Written problem » Copy every one of the rows below word for word.

Available data »
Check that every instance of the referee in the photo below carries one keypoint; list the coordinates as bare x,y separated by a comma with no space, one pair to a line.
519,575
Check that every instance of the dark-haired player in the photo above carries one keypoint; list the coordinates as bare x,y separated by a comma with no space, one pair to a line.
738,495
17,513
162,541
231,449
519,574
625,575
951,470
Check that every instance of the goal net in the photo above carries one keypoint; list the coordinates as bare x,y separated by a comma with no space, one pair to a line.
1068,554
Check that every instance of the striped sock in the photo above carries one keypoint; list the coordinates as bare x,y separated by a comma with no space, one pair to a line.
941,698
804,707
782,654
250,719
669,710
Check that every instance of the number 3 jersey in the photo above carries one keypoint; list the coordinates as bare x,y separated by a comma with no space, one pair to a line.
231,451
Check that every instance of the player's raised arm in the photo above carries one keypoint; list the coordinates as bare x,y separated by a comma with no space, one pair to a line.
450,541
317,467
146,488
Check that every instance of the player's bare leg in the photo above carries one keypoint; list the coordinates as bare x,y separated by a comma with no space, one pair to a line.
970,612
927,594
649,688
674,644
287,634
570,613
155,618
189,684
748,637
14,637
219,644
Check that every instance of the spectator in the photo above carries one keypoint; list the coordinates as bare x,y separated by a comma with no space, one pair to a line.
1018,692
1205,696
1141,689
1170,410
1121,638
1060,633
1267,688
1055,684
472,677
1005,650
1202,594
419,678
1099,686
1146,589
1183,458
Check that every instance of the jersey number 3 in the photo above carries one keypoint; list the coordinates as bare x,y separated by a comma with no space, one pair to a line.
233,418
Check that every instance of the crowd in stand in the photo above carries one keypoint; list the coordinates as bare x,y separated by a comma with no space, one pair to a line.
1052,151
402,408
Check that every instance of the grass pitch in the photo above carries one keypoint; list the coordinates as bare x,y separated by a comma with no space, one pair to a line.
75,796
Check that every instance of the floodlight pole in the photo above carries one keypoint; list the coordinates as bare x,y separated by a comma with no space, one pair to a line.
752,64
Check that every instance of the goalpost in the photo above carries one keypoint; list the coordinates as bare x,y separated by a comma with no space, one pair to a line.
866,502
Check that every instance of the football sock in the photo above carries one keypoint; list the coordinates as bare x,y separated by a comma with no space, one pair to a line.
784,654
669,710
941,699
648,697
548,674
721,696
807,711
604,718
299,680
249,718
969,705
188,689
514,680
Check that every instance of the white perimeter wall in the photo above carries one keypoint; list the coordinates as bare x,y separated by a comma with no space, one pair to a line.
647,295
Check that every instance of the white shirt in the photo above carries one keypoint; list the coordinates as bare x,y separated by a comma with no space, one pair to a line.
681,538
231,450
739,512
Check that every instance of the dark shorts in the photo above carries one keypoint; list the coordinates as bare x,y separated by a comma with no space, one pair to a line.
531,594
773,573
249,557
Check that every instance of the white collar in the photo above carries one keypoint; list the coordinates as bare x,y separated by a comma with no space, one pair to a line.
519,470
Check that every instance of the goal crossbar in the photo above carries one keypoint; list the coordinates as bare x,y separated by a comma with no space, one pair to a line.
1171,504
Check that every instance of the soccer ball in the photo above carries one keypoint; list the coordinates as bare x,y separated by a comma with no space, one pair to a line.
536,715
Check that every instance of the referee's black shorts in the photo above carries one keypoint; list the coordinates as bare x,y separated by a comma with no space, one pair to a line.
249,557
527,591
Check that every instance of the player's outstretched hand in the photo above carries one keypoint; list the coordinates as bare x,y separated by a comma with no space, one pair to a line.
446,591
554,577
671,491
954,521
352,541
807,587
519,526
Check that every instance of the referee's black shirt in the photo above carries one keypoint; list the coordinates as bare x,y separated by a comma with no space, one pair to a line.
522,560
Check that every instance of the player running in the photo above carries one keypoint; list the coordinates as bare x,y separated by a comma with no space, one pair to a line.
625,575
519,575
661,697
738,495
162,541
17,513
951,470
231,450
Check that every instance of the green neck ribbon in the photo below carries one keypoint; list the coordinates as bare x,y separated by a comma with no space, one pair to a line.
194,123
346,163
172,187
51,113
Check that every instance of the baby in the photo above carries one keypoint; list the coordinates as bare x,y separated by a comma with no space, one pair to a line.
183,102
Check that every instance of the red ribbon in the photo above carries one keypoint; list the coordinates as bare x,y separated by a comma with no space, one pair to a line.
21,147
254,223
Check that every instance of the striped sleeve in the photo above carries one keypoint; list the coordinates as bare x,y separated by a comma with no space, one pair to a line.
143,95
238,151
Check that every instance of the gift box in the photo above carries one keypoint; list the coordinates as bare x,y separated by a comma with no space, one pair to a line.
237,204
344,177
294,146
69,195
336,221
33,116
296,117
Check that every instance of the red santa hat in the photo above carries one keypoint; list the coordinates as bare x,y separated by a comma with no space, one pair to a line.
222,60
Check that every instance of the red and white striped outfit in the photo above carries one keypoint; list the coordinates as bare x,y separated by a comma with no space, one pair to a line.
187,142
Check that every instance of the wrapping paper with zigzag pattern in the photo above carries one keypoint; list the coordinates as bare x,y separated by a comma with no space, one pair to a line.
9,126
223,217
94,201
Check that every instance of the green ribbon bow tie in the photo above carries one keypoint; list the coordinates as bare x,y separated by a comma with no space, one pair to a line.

Complete answer »
Check that every instance of the referee in the photo below carries one keypoint; list the coordinates as bare x,y separated by a comma with no space, one pair to a line.
519,575
Check that every instance of the dark-haired player in the photo above carries one keypoint; list the coordinates as bare x,y separated by a comma with no space, one pair to a line.
738,495
17,513
162,541
231,449
519,574
625,575
951,470
Check that every instance of the goal net in the photo above carries one keypoint; list the coordinates as bare x,y separated by a comma with no space, one pair to a line.
1068,554
Check that every instance of the striped sock in the photo above carries one keypoint; list the coordinates as bare x,y separated by a comma with no space, one pair to a line.
941,698
804,707
782,654
250,719
669,710
Check that every instance of the number 3 jersey in the photo above carries one keypoint; list the coordinates as bare x,y separated by a comma with no space, one pair to a line.
231,451
Check that every instance of the player's raised arm in the photo above carries one keypoint; list the coordinates as bare x,y separated by a comma with no space, one pair to a line.
450,541
317,467
146,488
Check that every instance of the player's bare leg in the photo above carries one keypoint; list the coordinates as bare x,y separated by a comma with no space, one pair to a line.
970,612
927,594
649,688
674,644
287,634
570,613
155,618
189,684
748,637
14,637
219,644
Check that every instance of the spectator in the photo above carries one keypoint; list the coordinates as bare x,y separated by a comma with no space, one pair to a line.
1018,692
1205,696
1141,689
1170,410
1121,638
1060,633
1267,688
1055,684
472,677
1005,650
1202,594
419,678
1099,686
1146,589
1183,458
Check that every instance of the jersey number 3 in the photo above carries one keypoint; list the coordinates as bare x,y separated by a comma with no space, one pair to a line.
233,418
Check that every instance of the crowd in stand in the photo above carries one keypoint; list the coordinates as bare x,y separated by a comma with no space, one pair to a line.
1052,151
402,408
Check that every instance of the grass pitch in the photo above carries one keypoint; list the coordinates as bare x,y separated by a comma with no space, one pair to a line.
75,796
Check that every instance of the floodlight pole in the photo above carries one keypoint; list the coordinates as bare x,y separated by a comma with no space, one pair to a line.
752,64
Check that every instance of the goalpost in the photo above carries one keypoint; list the coordinates as bare x,y separated by a comma with no space, one pair to a line.
866,502
Check that every instance of the football sock in the photo above carries one keypoint; list the coordinates as bare x,y separated by a comma with no space, one pair to a line.
784,654
669,710
941,699
648,697
548,674
721,696
807,711
604,718
299,680
249,718
969,705
188,689
514,680
Check that every instance of the white perimeter wall in the photo above carries one keypoint; list the coordinates as bare x,y separated by a comma with no space, one pair to a line.
647,295
Check that every instance of the white shirt in the photo above carries one keypoint; list the coordinates as bare x,y separated by a comma with no space, one pair to a line.
681,538
231,450
739,512
Check that every instance of the dark shorts in the photo above carries one keypoint; list the coordinates as bare x,y separated by a comma with no space, one pair to a line.
531,594
773,573
249,557
Check that every instance of the white collar in the photo above carries one keypoint; list the coordinates as bare x,y separated by a comma with no space, one pair to a line.
519,470
Check that every instance of the goal crossbar in the photo above carries one keypoint; list the coordinates as bare x,y separated by a comma with no space, one pair to a line.
1171,504
Check that every instance of the soccer ball in the photo above carries one keypoint; list the coordinates as bare x,y separated by a comma with no space, one pair to a line.
536,715
Check that every instance of the referee's black shorts in the photo above carries one keypoint; list the coordinates as bare x,y separated by a comma with no space, one pair to a line.
249,557
527,591
Check that every instance of the player's outstretched hand in the photo above carries one keypoint; list the coordinates as bare x,y separated by a comma with no space, one pair to a line.
446,591
554,577
671,491
954,521
352,541
807,587
519,526
Check that every instance of the referee's black shirt in the photo above carries one keypoint; list the coordinates as bare x,y separated by a comma with no space, one pair to a line.
522,560
Check that every instance of the player running in the photo above carries one keypoint; list the coordinates as bare x,y separated by a comma with no space, one pair to a line.
625,575
519,575
661,697
738,495
162,541
17,513
951,470
231,450
Check that every instance of the green neck ribbon in the photo below carries one keypoint; list the coordinates as bare x,y separated by a comma with no space, one pair to a line.
194,123
346,163
172,187
51,113
Check that every instance of the baby in the photo above carries one keypoint; list the coordinates as bare x,y separated by a comma with no space, one pair to a line.
183,102
Check that every instance of the red ribbon in the photo above carries one keypoint; list the coordinates as bare x,y separated by a comma with no space, one pair to a line.
21,147
254,223
Check that every instance of the striped sleeve in the photo above carries one keypoint; list the coordinates as bare x,y separated by a comma with no space, one pair to a line.
143,95
238,151
Check that every instance of the gift box in the photo above carries one keypoint; list the coordinates as bare x,y separated by a comma with no space, one pair to a line.
237,204
344,177
294,146
69,195
336,221
33,116
296,117
Check that every instance of the red santa hat in the photo above carries one keypoint; list the coordinates as bare x,y separated by a comma with no space, one pair to a line.
222,60
Check that every instance of the red and white striped outfit in the photo above carries one keypoint; list the coordinates as bare x,y separated by a comma with no space, one pair to a line.
187,142
Check that every instance of the wrapping paper with zigzag pattern in the photo above carries one keypoint; list the coordinates as bare x,y separated by a comma with no space, one pair to a line.
9,126
223,217
94,201
Check that every instance of the green ribbon bow tie in the photo above carries one keypoint; list the coordinates as bare x,y separated by a comma with no space, one pair to a line.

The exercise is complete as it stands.